### SOURCE DOCUMENT
>>>

“DAN THE PLATTER MAN”
…The D.J. with little to say but lots to play on the big K…
It was June of 1959 and I was leaving the potato patch in the Gem state for big doings in the Show Me state.
Payette, Idaho, a small town, on the banks of the Snake River, with only a single traffic light and a 250-watt radio station licensed to broadcast during daylight hours only. KPID was where I pressed my nose up against the big glass window to see the guy inside talking into a microphone and playing some 45 rpm records and I wanted to do the same thing. Right then and there, I made up my mind I wasn’t going to work at Farber’s department store as a sales clerk, when I graduated from high school. I wanted to be “Dan the Platter Man, the D.J. with little to say, but lots to play on the Big “K’, coming your way, live, the flip side of five.” My initial interest in radio came during my junior year at Payette High when I begged the station to allow me to do a weekly five-minute show on high school news.

<<<

### RECORDS SHOWN
>>>

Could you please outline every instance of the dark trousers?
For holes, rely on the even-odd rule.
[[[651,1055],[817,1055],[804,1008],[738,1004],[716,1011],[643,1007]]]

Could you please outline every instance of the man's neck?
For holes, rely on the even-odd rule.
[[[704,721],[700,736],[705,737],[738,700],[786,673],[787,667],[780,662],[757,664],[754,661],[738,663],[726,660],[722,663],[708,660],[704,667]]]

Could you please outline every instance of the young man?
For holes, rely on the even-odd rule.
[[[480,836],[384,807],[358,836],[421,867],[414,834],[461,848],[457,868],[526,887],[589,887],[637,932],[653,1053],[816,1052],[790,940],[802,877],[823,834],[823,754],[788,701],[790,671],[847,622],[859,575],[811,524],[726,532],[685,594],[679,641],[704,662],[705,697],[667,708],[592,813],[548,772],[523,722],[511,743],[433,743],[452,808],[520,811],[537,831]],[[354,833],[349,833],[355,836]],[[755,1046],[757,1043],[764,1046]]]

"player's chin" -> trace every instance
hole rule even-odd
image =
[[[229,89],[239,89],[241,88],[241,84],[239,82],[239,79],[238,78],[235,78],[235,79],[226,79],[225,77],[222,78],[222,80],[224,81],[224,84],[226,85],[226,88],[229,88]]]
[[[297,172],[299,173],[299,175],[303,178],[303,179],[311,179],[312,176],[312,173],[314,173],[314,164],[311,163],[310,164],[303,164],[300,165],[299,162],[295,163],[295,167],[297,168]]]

<<<

### TASK REQUIREMENTS
1 > Name the local establishments in Payette that the radio memoir mentions: the radio station, the store and the school.
2 > Continue the radio memoir from its final sentence, keeping the same first-person voice.
The entries stand apart from the radio memoir and are separate material.

### RESPONSES TO THE EXERCISE
1 > KPID, Farber's department store, Payette High

2 >
SURVEYING THE WORLD AT NOON
...It was black and white TV and I was on it…
“Dan Lovett Survey’s the World at Noon for Safeway,” was my entry into the world of television. I would sit behind an old wooden desk, reading copy I had ripped off the AP wire machine, only fifteen minutes before going on the air. It was also the black-and-white era, no colorcast yet in Central Missouri and there was but only one camera in the studio. There was none of the chroma-key effects that bring showbiz glitz to the local news screens today and I had never heard the word teleprompter. It was just me, sitting at the old wooden desk, my hair in a crew cut, still dark brown and standing stiff with butch wax. I really had no clue as to what I was saying, only that I was looking into a camera and reading the words written by someone else at the Associated Press, but I am on television and everyone watching must think it’s a big deal.
The moment arrives for the commercial break in my 15-minute news program and the control room fades the lone studio camera to black. It was my cue to get up from the desk and walk to another area of the studio, with the lumbering camera following me. There, standing before a shelf filled with Safeway applesauce and canned corn, I make my on air pitch for the sponsor.
“Today at Safeway, two number-ten tins of Dole apple sauce for only 25 cents,” I blurt into the camera.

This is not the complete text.